::: Task input

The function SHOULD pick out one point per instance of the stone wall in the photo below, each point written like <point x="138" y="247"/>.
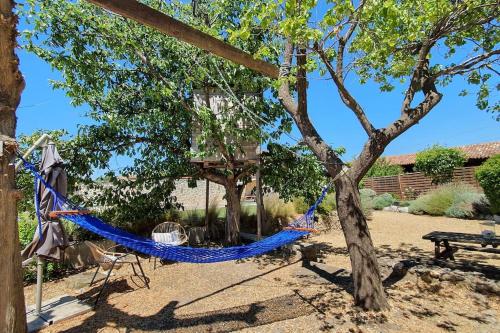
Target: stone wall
<point x="194" y="198"/>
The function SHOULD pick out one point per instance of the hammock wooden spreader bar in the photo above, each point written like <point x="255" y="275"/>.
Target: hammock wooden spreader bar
<point x="153" y="18"/>
<point x="61" y="213"/>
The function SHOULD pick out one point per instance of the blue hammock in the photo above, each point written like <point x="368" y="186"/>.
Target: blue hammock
<point x="182" y="253"/>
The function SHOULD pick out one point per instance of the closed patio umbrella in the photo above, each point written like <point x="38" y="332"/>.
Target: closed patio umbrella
<point x="50" y="243"/>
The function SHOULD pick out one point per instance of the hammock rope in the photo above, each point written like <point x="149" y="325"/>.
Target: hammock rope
<point x="180" y="253"/>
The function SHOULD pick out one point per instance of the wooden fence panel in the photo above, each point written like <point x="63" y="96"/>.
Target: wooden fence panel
<point x="411" y="185"/>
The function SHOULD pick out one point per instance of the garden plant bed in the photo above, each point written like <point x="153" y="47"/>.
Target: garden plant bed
<point x="271" y="293"/>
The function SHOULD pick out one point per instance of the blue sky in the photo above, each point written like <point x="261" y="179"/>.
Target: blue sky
<point x="455" y="121"/>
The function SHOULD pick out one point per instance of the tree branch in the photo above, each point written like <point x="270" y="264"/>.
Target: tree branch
<point x="467" y="65"/>
<point x="346" y="97"/>
<point x="309" y="134"/>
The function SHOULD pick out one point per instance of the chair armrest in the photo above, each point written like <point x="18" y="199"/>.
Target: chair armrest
<point x="116" y="255"/>
<point x="115" y="246"/>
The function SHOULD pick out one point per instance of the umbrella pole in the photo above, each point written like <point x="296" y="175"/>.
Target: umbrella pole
<point x="39" y="280"/>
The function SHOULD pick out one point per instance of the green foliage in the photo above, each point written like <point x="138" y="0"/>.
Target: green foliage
<point x="381" y="201"/>
<point x="328" y="205"/>
<point x="488" y="175"/>
<point x="367" y="192"/>
<point x="382" y="167"/>
<point x="454" y="200"/>
<point x="389" y="34"/>
<point x="464" y="205"/>
<point x="300" y="205"/>
<point x="139" y="85"/>
<point x="367" y="196"/>
<point x="277" y="210"/>
<point x="292" y="171"/>
<point x="439" y="162"/>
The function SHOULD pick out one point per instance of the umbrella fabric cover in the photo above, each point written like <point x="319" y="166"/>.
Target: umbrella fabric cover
<point x="54" y="239"/>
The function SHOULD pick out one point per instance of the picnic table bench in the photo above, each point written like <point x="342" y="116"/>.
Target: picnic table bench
<point x="441" y="238"/>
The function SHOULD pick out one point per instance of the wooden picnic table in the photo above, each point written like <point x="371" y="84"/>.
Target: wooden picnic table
<point x="441" y="238"/>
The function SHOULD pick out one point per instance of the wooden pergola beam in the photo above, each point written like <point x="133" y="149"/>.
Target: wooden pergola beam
<point x="153" y="18"/>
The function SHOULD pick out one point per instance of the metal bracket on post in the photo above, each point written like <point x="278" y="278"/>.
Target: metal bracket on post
<point x="37" y="144"/>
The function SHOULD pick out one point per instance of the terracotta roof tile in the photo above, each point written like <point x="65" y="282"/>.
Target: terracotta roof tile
<point x="480" y="150"/>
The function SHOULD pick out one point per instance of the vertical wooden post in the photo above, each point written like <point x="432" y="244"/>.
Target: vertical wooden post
<point x="258" y="200"/>
<point x="12" y="309"/>
<point x="207" y="195"/>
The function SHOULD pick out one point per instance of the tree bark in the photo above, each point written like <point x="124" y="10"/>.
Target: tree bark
<point x="232" y="235"/>
<point x="368" y="290"/>
<point x="12" y="309"/>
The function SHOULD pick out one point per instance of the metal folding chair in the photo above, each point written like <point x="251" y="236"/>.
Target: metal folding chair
<point x="110" y="260"/>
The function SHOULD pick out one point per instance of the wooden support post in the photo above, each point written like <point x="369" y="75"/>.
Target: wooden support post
<point x="258" y="200"/>
<point x="207" y="195"/>
<point x="12" y="308"/>
<point x="153" y="18"/>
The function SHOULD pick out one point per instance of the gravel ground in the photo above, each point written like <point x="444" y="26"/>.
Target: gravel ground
<point x="274" y="294"/>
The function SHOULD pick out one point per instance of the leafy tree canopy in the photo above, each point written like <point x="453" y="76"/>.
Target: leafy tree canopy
<point x="385" y="42"/>
<point x="139" y="85"/>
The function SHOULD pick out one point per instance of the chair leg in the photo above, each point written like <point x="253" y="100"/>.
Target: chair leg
<point x="105" y="282"/>
<point x="142" y="272"/>
<point x="95" y="274"/>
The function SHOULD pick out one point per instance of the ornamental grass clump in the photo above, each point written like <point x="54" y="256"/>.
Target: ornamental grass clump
<point x="277" y="209"/>
<point x="488" y="176"/>
<point x="381" y="201"/>
<point x="453" y="200"/>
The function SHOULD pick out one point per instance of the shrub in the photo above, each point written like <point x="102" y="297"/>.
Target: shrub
<point x="382" y="167"/>
<point x="367" y="196"/>
<point x="488" y="175"/>
<point x="276" y="209"/>
<point x="454" y="200"/>
<point x="300" y="205"/>
<point x="368" y="193"/>
<point x="381" y="201"/>
<point x="439" y="162"/>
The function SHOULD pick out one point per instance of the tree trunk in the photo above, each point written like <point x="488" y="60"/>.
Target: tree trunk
<point x="232" y="235"/>
<point x="368" y="290"/>
<point x="12" y="310"/>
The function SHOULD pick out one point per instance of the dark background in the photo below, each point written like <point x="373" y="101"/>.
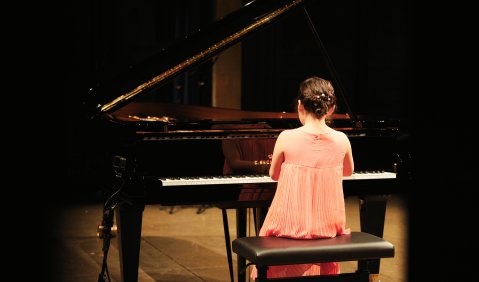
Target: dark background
<point x="367" y="45"/>
<point x="370" y="44"/>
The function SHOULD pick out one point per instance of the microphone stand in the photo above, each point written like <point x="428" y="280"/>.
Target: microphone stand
<point x="107" y="221"/>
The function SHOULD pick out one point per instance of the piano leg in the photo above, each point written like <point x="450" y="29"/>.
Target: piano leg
<point x="129" y="218"/>
<point x="227" y="242"/>
<point x="241" y="232"/>
<point x="372" y="212"/>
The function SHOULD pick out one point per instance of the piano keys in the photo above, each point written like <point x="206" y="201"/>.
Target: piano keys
<point x="256" y="179"/>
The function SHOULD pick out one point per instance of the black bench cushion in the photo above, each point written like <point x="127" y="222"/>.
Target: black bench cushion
<point x="264" y="251"/>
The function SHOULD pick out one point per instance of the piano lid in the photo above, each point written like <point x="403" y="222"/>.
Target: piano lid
<point x="188" y="52"/>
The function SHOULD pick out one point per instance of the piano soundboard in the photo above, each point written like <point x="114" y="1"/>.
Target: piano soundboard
<point x="248" y="179"/>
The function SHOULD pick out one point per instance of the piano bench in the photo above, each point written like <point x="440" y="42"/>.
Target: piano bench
<point x="357" y="246"/>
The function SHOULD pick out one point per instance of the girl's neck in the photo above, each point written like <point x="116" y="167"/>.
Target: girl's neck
<point x="315" y="125"/>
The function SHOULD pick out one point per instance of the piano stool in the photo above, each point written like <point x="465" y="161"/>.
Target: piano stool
<point x="357" y="246"/>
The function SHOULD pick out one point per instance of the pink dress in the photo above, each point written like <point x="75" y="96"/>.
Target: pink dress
<point x="309" y="200"/>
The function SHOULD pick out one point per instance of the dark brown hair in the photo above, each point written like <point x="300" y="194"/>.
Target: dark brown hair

::::::

**What to do:** Render all the records above as a JSON list of strings, one string per line with blank lines omitted. Leave the pictures out.

**Output for this exercise:**
[
  "The function SHOULD pick out one point per instance of the stone wall in the photo below, each point written like <point x=\"138\" y=\"247\"/>.",
  "Target: stone wall",
  "<point x=\"194\" y=\"198\"/>",
  "The function SHOULD pick out one point per instance of the hammock wooden spreader bar in the photo above, each point written like <point x=\"255\" y=\"275\"/>.",
  "Target: hammock wooden spreader bar",
  "<point x=\"153\" y=\"18\"/>",
  "<point x=\"61\" y=\"213\"/>",
  "The function SHOULD pick out one point per instance of the blue hammock in the photo above, each point written like <point x=\"368\" y=\"186\"/>.",
  "Target: blue hammock",
  "<point x=\"182\" y=\"253\"/>",
  "The function SHOULD pick out one point per instance of the closed patio umbrella in the photo above, each point written like <point x=\"38\" y=\"332\"/>.",
  "Target: closed patio umbrella",
  "<point x=\"50\" y=\"243\"/>",
  "The function SHOULD pick out one point per instance of the hammock rope in the photo above, each point written like <point x=\"149\" y=\"325\"/>.",
  "Target: hammock rope",
  "<point x=\"180\" y=\"253\"/>",
  "The function SHOULD pick out one point per instance of the wooden fence panel in the photo above, each point written like <point x=\"63\" y=\"96\"/>.",
  "Target: wooden fence panel",
  "<point x=\"411\" y=\"185\"/>",
  "The function SHOULD pick out one point per instance of the garden plant bed in the photo above, each point written like <point x=\"153\" y=\"47\"/>.",
  "Target: garden plant bed",
  "<point x=\"271\" y=\"293\"/>",
  "The function SHOULD pick out one point per instance of the blue sky in the photo above, each point written like <point x=\"261\" y=\"179\"/>.",
  "Target: blue sky",
  "<point x=\"455\" y=\"121\"/>",
  "The function SHOULD pick out one point per instance of the tree branch in the photo above, each point written like <point x=\"270\" y=\"264\"/>.",
  "Target: tree branch",
  "<point x=\"467\" y=\"65\"/>",
  "<point x=\"346\" y=\"97\"/>",
  "<point x=\"309\" y=\"134\"/>",
  "The function SHOULD pick out one point per instance of the chair armrest in the photo above, each point written like <point x=\"18\" y=\"199\"/>.",
  "Target: chair armrest",
  "<point x=\"116\" y=\"255\"/>",
  "<point x=\"115\" y=\"246\"/>",
  "The function SHOULD pick out one point per instance of the umbrella pole in the photo above, each point written like <point x=\"296\" y=\"175\"/>.",
  "Target: umbrella pole",
  "<point x=\"39\" y=\"280\"/>",
  "The function SHOULD pick out one point per instance of the green foliage in the photo above, each point written like <point x=\"138\" y=\"0\"/>.",
  "Target: green foliage",
  "<point x=\"381\" y=\"201\"/>",
  "<point x=\"328\" y=\"205\"/>",
  "<point x=\"488\" y=\"175\"/>",
  "<point x=\"367\" y=\"192\"/>",
  "<point x=\"382\" y=\"167\"/>",
  "<point x=\"454\" y=\"200\"/>",
  "<point x=\"389\" y=\"34\"/>",
  "<point x=\"464\" y=\"205\"/>",
  "<point x=\"300\" y=\"205\"/>",
  "<point x=\"139\" y=\"85\"/>",
  "<point x=\"367\" y=\"196\"/>",
  "<point x=\"277\" y=\"210\"/>",
  "<point x=\"292\" y=\"171\"/>",
  "<point x=\"439\" y=\"162\"/>",
  "The function SHOULD pick out one point per instance of the umbrella fabric cover in the photo above, each point written like <point x=\"319\" y=\"166\"/>.",
  "Target: umbrella fabric cover",
  "<point x=\"54\" y=\"239\"/>",
  "The function SHOULD pick out one point per instance of the picnic table bench in the photo above, each point written like <point x=\"342\" y=\"116\"/>.",
  "Target: picnic table bench",
  "<point x=\"441\" y=\"238\"/>",
  "The function SHOULD pick out one point per instance of the wooden picnic table in the photo above, each point written like <point x=\"371\" y=\"84\"/>.",
  "Target: wooden picnic table",
  "<point x=\"441\" y=\"238\"/>",
  "The function SHOULD pick out one point per instance of the wooden pergola beam in the photo above, each point written like <point x=\"133\" y=\"149\"/>.",
  "Target: wooden pergola beam",
  "<point x=\"153\" y=\"18\"/>",
  "The function SHOULD pick out one point per instance of the metal bracket on post in the photo above, each point written like <point x=\"278\" y=\"278\"/>.",
  "Target: metal bracket on post",
  "<point x=\"37\" y=\"144\"/>",
  "The function SHOULD pick out one point per instance of the terracotta roof tile in the photo above, each point written like <point x=\"65\" y=\"282\"/>.",
  "Target: terracotta roof tile",
  "<point x=\"480\" y=\"150\"/>",
  "The function SHOULD pick out one point per instance of the vertical wooden post in the photo above, each point written like <point x=\"432\" y=\"244\"/>.",
  "Target: vertical wooden post",
  "<point x=\"258\" y=\"200\"/>",
  "<point x=\"12\" y=\"309\"/>",
  "<point x=\"207\" y=\"195\"/>",
  "The function SHOULD pick out one point per instance of the tree bark in the photo above, each point written like <point x=\"124\" y=\"10\"/>.",
  "Target: tree bark",
  "<point x=\"232\" y=\"235\"/>",
  "<point x=\"368\" y=\"290\"/>",
  "<point x=\"12\" y=\"309\"/>",
  "The function SHOULD pick out one point per instance of the metal folding chair in the photo above, each point written like <point x=\"251\" y=\"236\"/>.",
  "Target: metal folding chair",
  "<point x=\"110\" y=\"260\"/>",
  "The function SHOULD pick out one point per instance of the wooden support post in the photo above, each point written like <point x=\"369\" y=\"75\"/>.",
  "Target: wooden support post",
  "<point x=\"258\" y=\"200\"/>",
  "<point x=\"207\" y=\"195\"/>",
  "<point x=\"12\" y=\"308\"/>",
  "<point x=\"153\" y=\"18\"/>",
  "The function SHOULD pick out one point per instance of the gravel ground in the photo above, each point written like <point x=\"444\" y=\"26\"/>.",
  "Target: gravel ground",
  "<point x=\"274\" y=\"294\"/>",
  "The function SHOULD pick out one point per instance of the leafy tree canopy in the photo above, each point written like <point x=\"453\" y=\"76\"/>.",
  "Target: leafy tree canopy",
  "<point x=\"385\" y=\"42\"/>",
  "<point x=\"139\" y=\"85\"/>",
  "The function SHOULD pick out one point per instance of the chair leg in the photo above, each point written like <point x=\"253\" y=\"100\"/>.",
  "Target: chair leg",
  "<point x=\"105\" y=\"282\"/>",
  "<point x=\"142\" y=\"272\"/>",
  "<point x=\"95\" y=\"274\"/>",
  "The function SHOULD pick out one point per instance of the ornamental grass clump in the photo above, each point written like <point x=\"54\" y=\"256\"/>.",
  "Target: ornamental grass clump",
  "<point x=\"277\" y=\"209\"/>",
  "<point x=\"488\" y=\"176\"/>",
  "<point x=\"381\" y=\"201\"/>",
  "<point x=\"453\" y=\"200\"/>",
  "The function SHOULD pick out one point per instance of the shrub in the photo above, each point written like <point x=\"102\" y=\"297\"/>.",
  "Target: shrub",
  "<point x=\"382\" y=\"167\"/>",
  "<point x=\"367\" y=\"196\"/>",
  "<point x=\"488\" y=\"175\"/>",
  "<point x=\"276\" y=\"209\"/>",
  "<point x=\"454\" y=\"200\"/>",
  "<point x=\"300\" y=\"205\"/>",
  "<point x=\"368\" y=\"193\"/>",
  "<point x=\"381\" y=\"201\"/>",
  "<point x=\"439\" y=\"162\"/>",
  "The function SHOULD pick out one point per instance of the tree trunk in the photo above, each point written like <point x=\"488\" y=\"60\"/>.",
  "Target: tree trunk",
  "<point x=\"232\" y=\"235\"/>",
  "<point x=\"368\" y=\"290\"/>",
  "<point x=\"12\" y=\"310\"/>",
  "The function SHOULD pick out one point per instance of the dark background in the photo below, each point written like <point x=\"373\" y=\"101\"/>.",
  "Target: dark background",
  "<point x=\"367\" y=\"45\"/>",
  "<point x=\"370\" y=\"44\"/>",
  "The function SHOULD pick out one point per instance of the microphone stand in the photo above, each point written like <point x=\"428\" y=\"280\"/>.",
  "Target: microphone stand",
  "<point x=\"107\" y=\"221\"/>",
  "The function SHOULD pick out one point per instance of the piano leg in the photo above, each point written like <point x=\"450\" y=\"29\"/>.",
  "Target: piano leg",
  "<point x=\"129\" y=\"218\"/>",
  "<point x=\"227\" y=\"242\"/>",
  "<point x=\"241\" y=\"232\"/>",
  "<point x=\"372\" y=\"212\"/>",
  "The function SHOULD pick out one point per instance of the piano keys in the photo above, each point written like <point x=\"206\" y=\"201\"/>.",
  "Target: piano keys",
  "<point x=\"256\" y=\"179\"/>",
  "The function SHOULD pick out one point per instance of the black bench cushion in the photo above, each point written like <point x=\"127\" y=\"222\"/>.",
  "Target: black bench cushion",
  "<point x=\"264\" y=\"251\"/>",
  "The function SHOULD pick out one point per instance of the piano lid in the photo above, each point written like <point x=\"403\" y=\"222\"/>.",
  "Target: piano lid",
  "<point x=\"188\" y=\"52\"/>",
  "The function SHOULD pick out one point per instance of the piano soundboard in the photo above, each point written like <point x=\"114\" y=\"1\"/>.",
  "Target: piano soundboard",
  "<point x=\"248\" y=\"179\"/>",
  "The function SHOULD pick out one point per instance of the piano bench in the photo above, each point written like <point x=\"440\" y=\"42\"/>.",
  "Target: piano bench",
  "<point x=\"357\" y=\"246\"/>",
  "The function SHOULD pick out one point per instance of the girl's neck in the photo above, each point written like <point x=\"116\" y=\"167\"/>.",
  "Target: girl's neck",
  "<point x=\"315\" y=\"125\"/>",
  "The function SHOULD pick out one point per instance of the piano stool in the photo above, each point written like <point x=\"465\" y=\"161\"/>.",
  "Target: piano stool",
  "<point x=\"357\" y=\"246\"/>",
  "The function SHOULD pick out one point per instance of the pink dress in the photo above, each point written like <point x=\"75\" y=\"96\"/>.",
  "Target: pink dress",
  "<point x=\"309\" y=\"200\"/>",
  "The function SHOULD pick out one point per instance of the dark brown hair in the photo above, each point written like <point x=\"300\" y=\"194\"/>.",
  "Target: dark brown hair"
]